(TASK STATEMENT) The answer must restate every entry below word for word.

*** Begin section ***

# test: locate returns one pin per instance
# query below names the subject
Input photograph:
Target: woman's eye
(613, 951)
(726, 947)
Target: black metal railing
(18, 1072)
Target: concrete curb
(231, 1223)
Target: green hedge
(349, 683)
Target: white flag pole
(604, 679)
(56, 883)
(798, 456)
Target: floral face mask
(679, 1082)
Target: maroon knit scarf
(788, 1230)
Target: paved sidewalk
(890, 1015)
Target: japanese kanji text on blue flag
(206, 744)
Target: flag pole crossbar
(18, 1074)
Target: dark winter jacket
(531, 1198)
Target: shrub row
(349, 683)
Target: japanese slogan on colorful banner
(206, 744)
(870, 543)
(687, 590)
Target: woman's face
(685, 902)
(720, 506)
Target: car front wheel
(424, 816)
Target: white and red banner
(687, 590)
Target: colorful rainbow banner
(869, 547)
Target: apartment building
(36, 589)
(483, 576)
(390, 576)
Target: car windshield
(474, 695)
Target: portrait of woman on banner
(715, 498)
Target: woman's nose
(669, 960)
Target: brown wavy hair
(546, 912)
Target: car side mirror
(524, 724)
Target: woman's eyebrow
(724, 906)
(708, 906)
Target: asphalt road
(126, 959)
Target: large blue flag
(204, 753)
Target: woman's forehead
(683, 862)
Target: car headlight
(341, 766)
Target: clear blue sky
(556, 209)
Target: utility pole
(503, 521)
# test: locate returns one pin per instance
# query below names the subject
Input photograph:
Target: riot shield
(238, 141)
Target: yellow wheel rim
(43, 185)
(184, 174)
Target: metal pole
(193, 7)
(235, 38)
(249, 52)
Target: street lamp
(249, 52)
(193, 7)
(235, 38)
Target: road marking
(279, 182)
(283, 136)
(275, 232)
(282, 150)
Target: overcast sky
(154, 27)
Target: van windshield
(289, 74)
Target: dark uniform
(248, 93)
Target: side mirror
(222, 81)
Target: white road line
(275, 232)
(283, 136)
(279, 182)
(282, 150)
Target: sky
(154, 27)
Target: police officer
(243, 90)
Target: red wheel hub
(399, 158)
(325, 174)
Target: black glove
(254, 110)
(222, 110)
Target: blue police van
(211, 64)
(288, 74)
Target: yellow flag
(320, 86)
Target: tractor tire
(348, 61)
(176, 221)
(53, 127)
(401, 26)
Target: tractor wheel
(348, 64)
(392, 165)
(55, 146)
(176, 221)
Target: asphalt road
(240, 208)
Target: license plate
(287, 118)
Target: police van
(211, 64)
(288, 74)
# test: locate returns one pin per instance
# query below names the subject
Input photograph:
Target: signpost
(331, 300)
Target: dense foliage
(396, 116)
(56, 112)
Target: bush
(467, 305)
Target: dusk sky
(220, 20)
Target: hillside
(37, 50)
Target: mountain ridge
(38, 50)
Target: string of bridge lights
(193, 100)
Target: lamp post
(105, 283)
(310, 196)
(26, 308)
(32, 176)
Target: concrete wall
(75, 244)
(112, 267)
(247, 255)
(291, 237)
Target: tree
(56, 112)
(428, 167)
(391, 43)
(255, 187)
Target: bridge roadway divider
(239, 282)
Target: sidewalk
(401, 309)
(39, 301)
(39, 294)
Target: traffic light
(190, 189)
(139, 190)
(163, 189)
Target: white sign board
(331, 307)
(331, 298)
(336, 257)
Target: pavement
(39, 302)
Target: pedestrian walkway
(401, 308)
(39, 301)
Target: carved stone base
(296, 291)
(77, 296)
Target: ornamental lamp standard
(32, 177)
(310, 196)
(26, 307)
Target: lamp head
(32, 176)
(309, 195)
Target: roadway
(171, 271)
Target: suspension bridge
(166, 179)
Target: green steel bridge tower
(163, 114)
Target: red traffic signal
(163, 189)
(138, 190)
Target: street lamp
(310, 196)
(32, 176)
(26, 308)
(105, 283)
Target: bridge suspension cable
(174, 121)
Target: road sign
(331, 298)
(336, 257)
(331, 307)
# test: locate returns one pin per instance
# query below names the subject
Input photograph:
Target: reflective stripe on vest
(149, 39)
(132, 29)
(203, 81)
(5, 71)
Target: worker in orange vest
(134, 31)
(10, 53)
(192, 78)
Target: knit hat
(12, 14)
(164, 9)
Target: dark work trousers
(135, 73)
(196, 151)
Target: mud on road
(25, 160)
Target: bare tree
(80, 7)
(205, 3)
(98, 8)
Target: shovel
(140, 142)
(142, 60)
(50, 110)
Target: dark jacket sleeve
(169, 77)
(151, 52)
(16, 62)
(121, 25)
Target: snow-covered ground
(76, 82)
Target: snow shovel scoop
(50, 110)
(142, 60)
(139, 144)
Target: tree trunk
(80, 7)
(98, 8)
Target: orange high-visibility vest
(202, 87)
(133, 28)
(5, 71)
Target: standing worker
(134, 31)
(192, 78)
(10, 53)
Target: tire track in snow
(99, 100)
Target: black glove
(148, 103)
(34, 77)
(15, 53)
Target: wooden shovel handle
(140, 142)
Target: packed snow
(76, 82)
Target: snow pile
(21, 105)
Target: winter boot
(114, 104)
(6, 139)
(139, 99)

*** End section ***

(RESULT OF THE TASK)
# test: locate returns one pin per instance
# query below names the subject
Input photograph:
Target: woman's eye
(613, 951)
(726, 947)
Target: black metal railing
(18, 1072)
Target: concrete curb
(231, 1223)
Target: green hedge
(349, 683)
Target: white flag pole
(604, 679)
(56, 883)
(798, 456)
Target: floral face mask
(679, 1082)
Target: maroon knit scarf
(788, 1230)
Target: paved sidewalk
(890, 1015)
Target: japanese kanji text on blue flag
(206, 744)
Target: flag pole crossbar
(18, 1074)
Target: dark winter jacket
(531, 1198)
Target: shrub row
(349, 683)
Target: japanese slogan on colorful banner
(206, 744)
(870, 543)
(687, 590)
Target: woman's face
(685, 902)
(720, 506)
Target: car front wheel
(424, 816)
Target: white and red banner
(687, 590)
Target: colorful rainbow banner
(869, 547)
Target: apartment building
(36, 589)
(483, 576)
(390, 576)
Target: car windshield
(474, 695)
Target: portrait of woman on banner
(715, 498)
Target: woman's nose
(669, 960)
Target: brown wavy hair
(546, 912)
Target: car side mirror
(524, 724)
Target: woman's eyebrow
(724, 906)
(708, 906)
Target: asphalt road
(126, 959)
Target: large blue flag
(204, 753)
Target: woman's forehead
(683, 862)
Target: car headlight
(341, 766)
Target: clear blue sky
(556, 209)
Target: utility pole
(503, 521)
# test: locate returns one pin per instance
# query below names the subject
Input photograph:
Target: riot shield
(238, 141)
Target: yellow wheel rim
(43, 185)
(184, 174)
Target: metal pole
(193, 7)
(235, 38)
(249, 52)
Target: street lamp
(249, 52)
(193, 7)
(235, 38)
Target: road marking
(279, 182)
(283, 136)
(275, 232)
(282, 150)
Target: overcast sky
(154, 27)
Target: van windshield
(289, 74)
Target: dark uniform
(248, 93)
Target: side mirror
(222, 81)
Target: white road line
(275, 232)
(283, 136)
(279, 182)
(282, 150)
Target: sky
(154, 27)
Target: police officer
(243, 90)
Target: red wheel hub
(399, 158)
(325, 174)
Target: black glove
(254, 110)
(222, 110)
Target: blue police van
(211, 64)
(288, 74)
Target: yellow flag
(320, 86)
Target: tractor tire
(348, 61)
(176, 221)
(53, 127)
(401, 26)
Target: tractor wheel
(348, 64)
(392, 165)
(55, 146)
(176, 221)
Target: asphalt road
(240, 208)
Target: license plate
(287, 118)
Target: police van
(211, 64)
(288, 74)
# test: locate returns one pin per instance
# query below names the subject
Input photograph:
Target: signpost
(331, 300)
Target: dense foliage
(396, 116)
(56, 112)
Target: bush
(467, 305)
Target: dusk sky
(220, 20)
Target: hillside
(37, 50)
Target: mountain ridge
(38, 50)
Target: string of bridge lights
(193, 100)
Target: lamp post
(105, 283)
(310, 196)
(26, 308)
(32, 176)
Target: concrete wall
(75, 244)
(112, 267)
(247, 255)
(291, 237)
Target: tree
(56, 112)
(428, 167)
(391, 43)
(255, 187)
Target: bridge roadway divider
(239, 282)
Target: sidewalk
(401, 309)
(39, 301)
(39, 294)
Target: traffic light
(190, 189)
(139, 190)
(163, 189)
Target: white sign board
(331, 307)
(331, 298)
(336, 257)
Target: pavement
(39, 302)
Target: pedestrian walkway
(401, 308)
(39, 301)
Target: carved stone base
(296, 291)
(77, 296)
Target: ornamental lamp standard
(32, 177)
(310, 196)
(26, 307)
Target: lamp head
(32, 176)
(309, 195)
Target: roadway
(171, 271)
Target: suspension bridge
(166, 179)
Target: green steel bridge tower
(163, 114)
Target: red traffic signal
(163, 189)
(138, 190)
Target: street lamp
(310, 196)
(32, 176)
(26, 308)
(105, 283)
Target: bridge suspension cable
(174, 121)
Target: road sign
(331, 298)
(336, 257)
(331, 307)
# test: locate returns one pin per instance
# query below names the subject
Input photograph:
Target: reflective stripe on vest
(149, 39)
(132, 29)
(203, 81)
(5, 71)
Target: worker in orange vest
(134, 31)
(10, 53)
(192, 78)
Target: knit hat
(12, 14)
(164, 9)
Target: dark work trousers
(135, 73)
(196, 151)
Target: mud on road
(25, 160)
Target: bare tree
(80, 7)
(205, 3)
(98, 8)
Target: shovel
(140, 142)
(142, 60)
(50, 110)
Target: dark jacket sleeve
(169, 77)
(151, 52)
(16, 62)
(121, 25)
Target: snow-covered ground
(76, 82)
Target: snow shovel scoop
(50, 110)
(142, 60)
(139, 144)
Target: tree trunk
(80, 7)
(98, 8)
Target: orange high-visibility vest
(202, 87)
(133, 28)
(5, 71)
Target: standing worker
(134, 31)
(192, 78)
(10, 53)
Target: tire track in snow
(99, 100)
Target: black glove
(148, 103)
(34, 77)
(15, 53)
Target: wooden shovel handle
(140, 142)
Target: packed snow
(76, 82)
Target: snow pile
(21, 105)
Target: winter boot
(114, 104)
(6, 139)
(139, 99)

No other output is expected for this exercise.